▼▼▼
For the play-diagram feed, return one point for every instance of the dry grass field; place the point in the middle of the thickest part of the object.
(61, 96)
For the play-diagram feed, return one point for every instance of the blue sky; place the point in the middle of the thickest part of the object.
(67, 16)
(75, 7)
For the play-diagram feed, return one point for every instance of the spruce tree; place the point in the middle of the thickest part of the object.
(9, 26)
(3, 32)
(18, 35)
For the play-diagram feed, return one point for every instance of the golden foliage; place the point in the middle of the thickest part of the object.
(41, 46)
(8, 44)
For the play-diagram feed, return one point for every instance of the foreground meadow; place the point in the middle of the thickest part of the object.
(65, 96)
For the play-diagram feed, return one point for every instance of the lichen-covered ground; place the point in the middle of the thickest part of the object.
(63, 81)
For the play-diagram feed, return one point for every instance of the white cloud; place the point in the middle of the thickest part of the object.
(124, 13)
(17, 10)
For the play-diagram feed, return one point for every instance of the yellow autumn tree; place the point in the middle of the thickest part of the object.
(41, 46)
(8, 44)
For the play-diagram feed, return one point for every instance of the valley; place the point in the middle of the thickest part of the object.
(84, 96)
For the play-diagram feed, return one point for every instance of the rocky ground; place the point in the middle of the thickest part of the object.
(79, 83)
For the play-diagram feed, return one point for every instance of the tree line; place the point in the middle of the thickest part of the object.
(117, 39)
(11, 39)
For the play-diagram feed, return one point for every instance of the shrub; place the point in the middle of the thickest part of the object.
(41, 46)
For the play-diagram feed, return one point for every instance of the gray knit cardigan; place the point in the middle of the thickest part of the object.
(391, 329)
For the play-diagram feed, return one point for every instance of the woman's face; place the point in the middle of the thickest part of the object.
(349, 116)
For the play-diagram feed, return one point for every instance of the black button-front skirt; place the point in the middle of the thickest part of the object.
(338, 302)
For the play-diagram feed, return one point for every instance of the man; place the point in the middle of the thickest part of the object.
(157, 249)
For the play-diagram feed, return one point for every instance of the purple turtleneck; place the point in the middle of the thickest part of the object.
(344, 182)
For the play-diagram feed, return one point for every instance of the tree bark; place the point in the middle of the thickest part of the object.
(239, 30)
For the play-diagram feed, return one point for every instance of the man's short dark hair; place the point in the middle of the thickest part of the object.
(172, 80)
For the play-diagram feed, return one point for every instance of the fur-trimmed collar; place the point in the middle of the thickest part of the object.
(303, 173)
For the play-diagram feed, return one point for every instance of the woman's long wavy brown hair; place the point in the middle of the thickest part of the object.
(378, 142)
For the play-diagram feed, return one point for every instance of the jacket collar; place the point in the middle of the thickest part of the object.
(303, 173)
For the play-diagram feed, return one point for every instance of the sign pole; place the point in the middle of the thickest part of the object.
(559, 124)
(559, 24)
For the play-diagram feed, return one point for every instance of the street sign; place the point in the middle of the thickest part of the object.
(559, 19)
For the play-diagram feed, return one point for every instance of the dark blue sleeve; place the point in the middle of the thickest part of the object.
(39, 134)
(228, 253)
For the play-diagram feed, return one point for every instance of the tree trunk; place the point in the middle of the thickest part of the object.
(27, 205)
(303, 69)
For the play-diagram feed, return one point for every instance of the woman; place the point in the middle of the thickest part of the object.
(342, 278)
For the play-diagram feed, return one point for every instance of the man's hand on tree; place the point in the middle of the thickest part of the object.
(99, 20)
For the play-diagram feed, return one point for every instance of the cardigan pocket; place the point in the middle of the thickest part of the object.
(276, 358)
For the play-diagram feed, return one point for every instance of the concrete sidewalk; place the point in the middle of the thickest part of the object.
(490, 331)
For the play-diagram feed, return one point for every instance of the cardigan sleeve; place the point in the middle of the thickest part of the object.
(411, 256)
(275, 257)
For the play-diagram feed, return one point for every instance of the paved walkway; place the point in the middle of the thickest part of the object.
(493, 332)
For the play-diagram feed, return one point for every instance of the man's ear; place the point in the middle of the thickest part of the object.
▲▲▲
Task description — Word for word, quote all of the data above.

Finished exercise —
For the play-diagram feed, return one point for every instance of the dry grass field; place the point in the middle of the thickest part of the object.
(61, 96)
For the play-diagram feed, return one point for every instance of the blue sky; place the point in the middle of the thickest part of the object.
(67, 16)
(75, 7)
For the play-diagram feed, return one point for every instance of the spruce tree; place the point in the middle of the thickest part of the object.
(9, 26)
(3, 32)
(18, 35)
For the play-diagram feed, return one point for every instance of the golden foliage; place the point in the middle of the thickest part of the object.
(41, 46)
(8, 44)
For the play-diagram feed, return one point for every instance of the foreground meadow; place the point in the middle of the thickest part of the object.
(65, 96)
For the play-diagram feed, return one point for every instance of the lichen-covered ground; place the point in the middle of the thickest part of the object.
(63, 81)
For the play-diagram feed, return one point for every instance of the white cloud; place the point in the middle of the thickest part of the object.
(124, 13)
(17, 10)
For the play-diagram feed, return one point for every instance of the yellow autumn tree; place the point in the middle of the thickest part of the object.
(41, 46)
(8, 44)
For the play-diagram feed, return one point for every instance of the valley; place the point in the middle of the thickest part of the object.
(84, 96)
For the play-diagram feed, return one point for every instance of the rocky ground; place the point in the middle of the thickest part of the object.
(79, 83)
For the play-diagram feed, return one point for every instance of the tree line; place the point in the middle of the thickest part of the object.
(117, 39)
(11, 39)
For the play-diagram feed, return one point for every instance of the shrub; place the point in the middle of the thickest part of the object.
(41, 46)
For the play-diagram feed, return one point for every instance of the gray knit cardigan; place the point in the middle of the thickest part of the object.
(391, 329)
For the play-diagram feed, return one point for every instance of the woman's face; place the point in the middle of the thickest part of the object.
(349, 116)
For the play-diagram feed, return one point for every instance of the black button-front skirt; place the point in the middle of the thickest part of the object.
(338, 302)
For the play-diagram feed, return one point for every instance of the man; place the point in the middle of the thickest part of the object.
(157, 249)
For the play-diagram feed, return one point for every instance of the purple turtleneck; place the point in the middle of the thickest part of the object.
(344, 182)
For the play-diagram feed, return one point for every instance of the tree bark; place the point in the middle of the thickest part of the object.
(239, 30)
For the play-diagram feed, return one point for every instance of the man's short dark hair; place the point in the middle of the thickest part of the object.
(172, 80)
For the play-diagram feed, return one point for every instance of the fur-trimmed collar; place the point in the middle of the thickest part of the object.
(303, 173)
For the play-diagram feed, return one point for every instance of the woman's long wavy brown hair; place the point in the middle of the thickest part of the object.
(378, 142)
For the play-diagram feed, return one point for every instance of the jacket collar; place the point in the middle of the thickest part of the object.
(303, 173)
For the play-diagram feed, return one point for every instance of the sign pole; place the point in the middle of the thickest part of the object.
(559, 124)
(559, 24)
For the play-diagram feed, return one point for every instance of the street sign; place the point in the middle of the thickest part of the object.
(559, 19)
For the play-diagram feed, return one point for every instance of the dark blue sleeve; place the point in the middle of the thickest part of the object.
(39, 134)
(228, 253)
For the play-diagram feed, return one point for every instance of the tree trunk; place the point in the middle of the thickest part of the object.
(27, 205)
(303, 69)
For the play-diagram feed, return one point for every instance of the woman; place the point in the middle of the thickest part of the object.
(342, 278)
For the play-diagram feed, return one point for every instance of the man's hand on tree; place the point in the middle of the thickest part of the object.
(99, 20)
For the play-diagram feed, return one point for every instance of the cardigan pocket; place the point in the middle of the thickest part of the object.
(276, 358)
For the play-diagram feed, return one point for every instance of the concrete sidewalk; place the point in the middle of the thickest part of the object.
(490, 331)
For the play-diagram feed, return one point for every instance of the cardigan sleeve; place the point in the middle of the thickest part of the object.
(411, 256)
(275, 257)
For the play-diagram feed, return one point for every instance of the paved walkway; place the point in the middle of the thickest part of the object.
(493, 332)
For the play-diagram feed, return one point for every instance of the man's ear; place the point in the middle of the thickest part of the object.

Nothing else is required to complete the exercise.